■ Requirement:
In the text about noise, which country ranks second noisiest in the world?

Second, we need a couple of constants: The US and Spain.
My motherland is considered the noisiest country in the world, according to my research (Google). Spain ranks second, surprisingly, followed by Japan. I have spent plenty of time in these countries, and I’m going to use that as a baseline of evaluation here.
Now, some variables and observations…
I had yoga class tonight. Yeah, yeah, yeah. Yoga. Deal with it. Anyway, the class is in my building, in a nice big room a couple blocks down. The teacher is this funky old lady who could probably tie herself into a pretzel twice if she wanted– aka the real deal. She always brings in her early-model mp3 player and sets the vibe with really laid back music only a yoga teacher would even know where to start looking for.
I enjoy it. It’s one of those creature comforts– a little down time, you know, after a full day of dealing with rambunctious little kindergartners, kids who think if they keep saying your name over and over and over, louder and louder and louder that eventually you will stop what you are doing. It’s nice to just mellow out.
That is unless my one neighbor shows up. A very friendly lady, this woman is absolutely not bothered to bring her two unruly little runts to class. I am talking non-stop shrieking, darting around the room, through your legs, pulling on your shirt, jumping on the sofa, just absolutely menacing little heathens. Super cute, mind you, but ridiculously naughty.
The amazing thing is, I think I am the only one in the class who gets ticked off by this! Everyone else just starts screaming over the chaos, embracing it; adding to it. Who gives two shits about the weirdo whitey? I mean, if I can’t hear clearly what the teacher is saying (in Chinese), I am completely lost. Just three moves behind, fully fucking baffled. Fully stressed.
But noise is no big deal here. It never is.
Noise? Just pump up your own volume and overpower that shit. Thems the rules, fool.
Granted, a lot of this has to do with the constant din of scooter traffic. It’s not helping anything, especially the Rough Rider punks with potato-shooter exhausts just screaming full throttle every 50 meters red light to red light. That creates a certain baseline daily deafening.
But then you have shops on the street that BUMP techno and pop music on the sidewalk in some ill-conceived marketing ploy to lure your attention. It’s as if they believe the louder their stores, the more likely you are to enter. Call it the “Abercrombie Corollary.”

(Point-per-instance localization data)
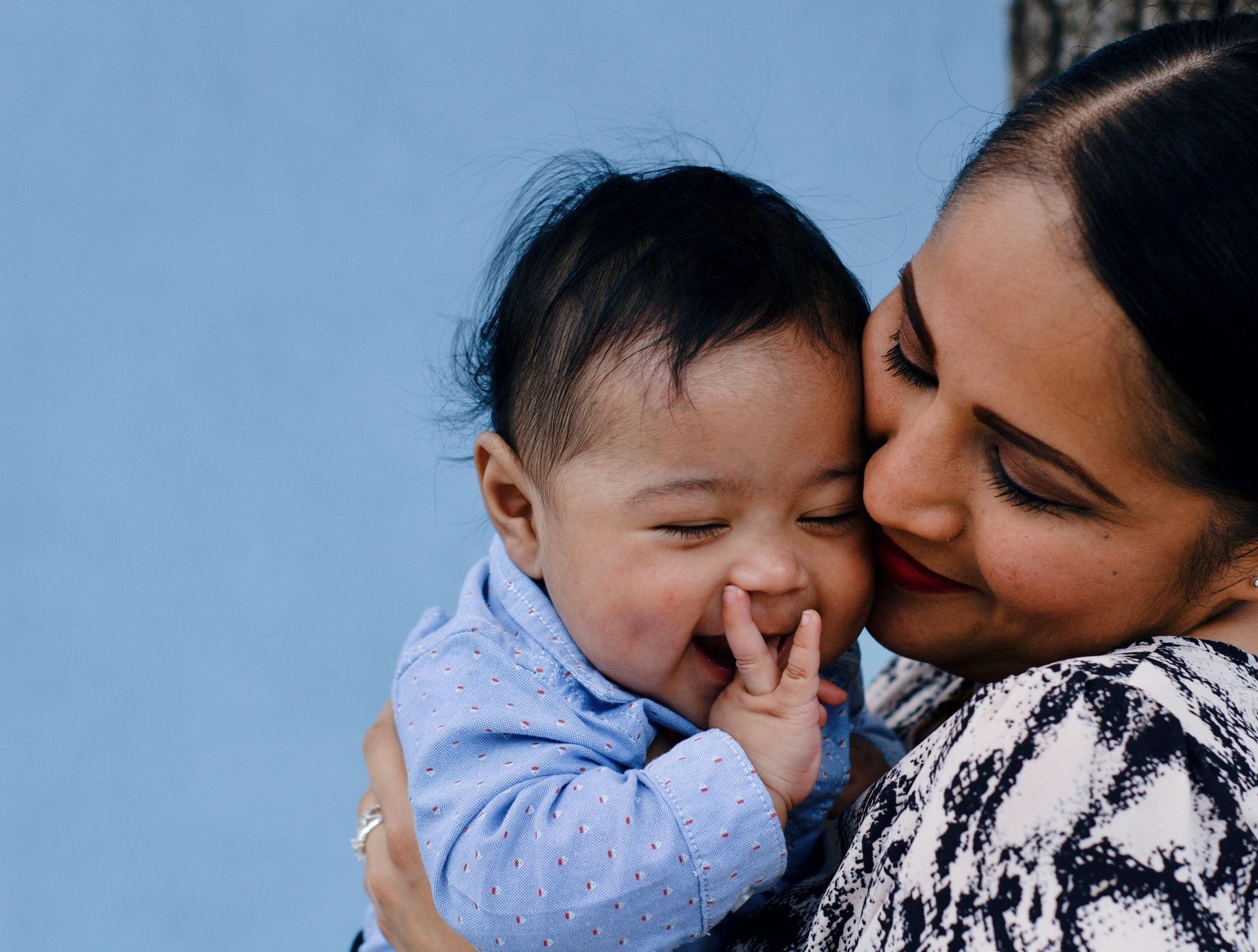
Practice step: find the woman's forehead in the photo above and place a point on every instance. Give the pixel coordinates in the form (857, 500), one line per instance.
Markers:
(1021, 326)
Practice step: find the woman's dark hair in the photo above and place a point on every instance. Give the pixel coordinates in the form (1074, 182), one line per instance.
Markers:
(1155, 141)
(602, 264)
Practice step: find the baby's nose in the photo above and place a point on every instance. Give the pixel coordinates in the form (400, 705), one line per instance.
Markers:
(769, 570)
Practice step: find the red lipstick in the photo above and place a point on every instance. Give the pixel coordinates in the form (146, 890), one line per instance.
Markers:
(908, 573)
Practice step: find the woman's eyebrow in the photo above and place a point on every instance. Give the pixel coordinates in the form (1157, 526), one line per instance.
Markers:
(1038, 448)
(908, 296)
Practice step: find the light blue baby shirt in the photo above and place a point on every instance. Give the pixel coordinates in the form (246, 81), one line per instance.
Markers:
(537, 817)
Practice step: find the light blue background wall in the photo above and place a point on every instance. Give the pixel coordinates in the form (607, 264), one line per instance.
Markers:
(233, 238)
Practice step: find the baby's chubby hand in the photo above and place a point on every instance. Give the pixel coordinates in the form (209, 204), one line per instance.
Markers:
(775, 715)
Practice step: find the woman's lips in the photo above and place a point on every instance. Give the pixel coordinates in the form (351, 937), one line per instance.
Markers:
(908, 573)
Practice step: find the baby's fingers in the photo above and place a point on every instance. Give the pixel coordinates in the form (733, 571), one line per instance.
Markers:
(830, 693)
(799, 682)
(755, 662)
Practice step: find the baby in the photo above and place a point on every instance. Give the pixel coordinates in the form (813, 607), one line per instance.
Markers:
(620, 735)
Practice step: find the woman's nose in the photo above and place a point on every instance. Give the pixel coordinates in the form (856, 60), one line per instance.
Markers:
(912, 482)
(769, 567)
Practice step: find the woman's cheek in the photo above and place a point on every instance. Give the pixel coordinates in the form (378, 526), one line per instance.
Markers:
(1038, 573)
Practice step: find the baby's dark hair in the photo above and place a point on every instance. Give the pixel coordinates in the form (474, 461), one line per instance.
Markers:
(672, 262)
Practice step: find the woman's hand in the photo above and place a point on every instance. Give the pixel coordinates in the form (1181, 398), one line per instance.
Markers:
(394, 872)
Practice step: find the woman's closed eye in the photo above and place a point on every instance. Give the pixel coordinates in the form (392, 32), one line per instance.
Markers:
(1015, 495)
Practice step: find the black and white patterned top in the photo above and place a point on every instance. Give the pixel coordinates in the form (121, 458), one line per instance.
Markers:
(1105, 803)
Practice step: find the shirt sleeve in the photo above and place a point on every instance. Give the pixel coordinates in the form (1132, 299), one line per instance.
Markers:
(533, 834)
(1068, 814)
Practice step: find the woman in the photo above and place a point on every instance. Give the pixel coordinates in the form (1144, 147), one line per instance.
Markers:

■ Written answer:
Spain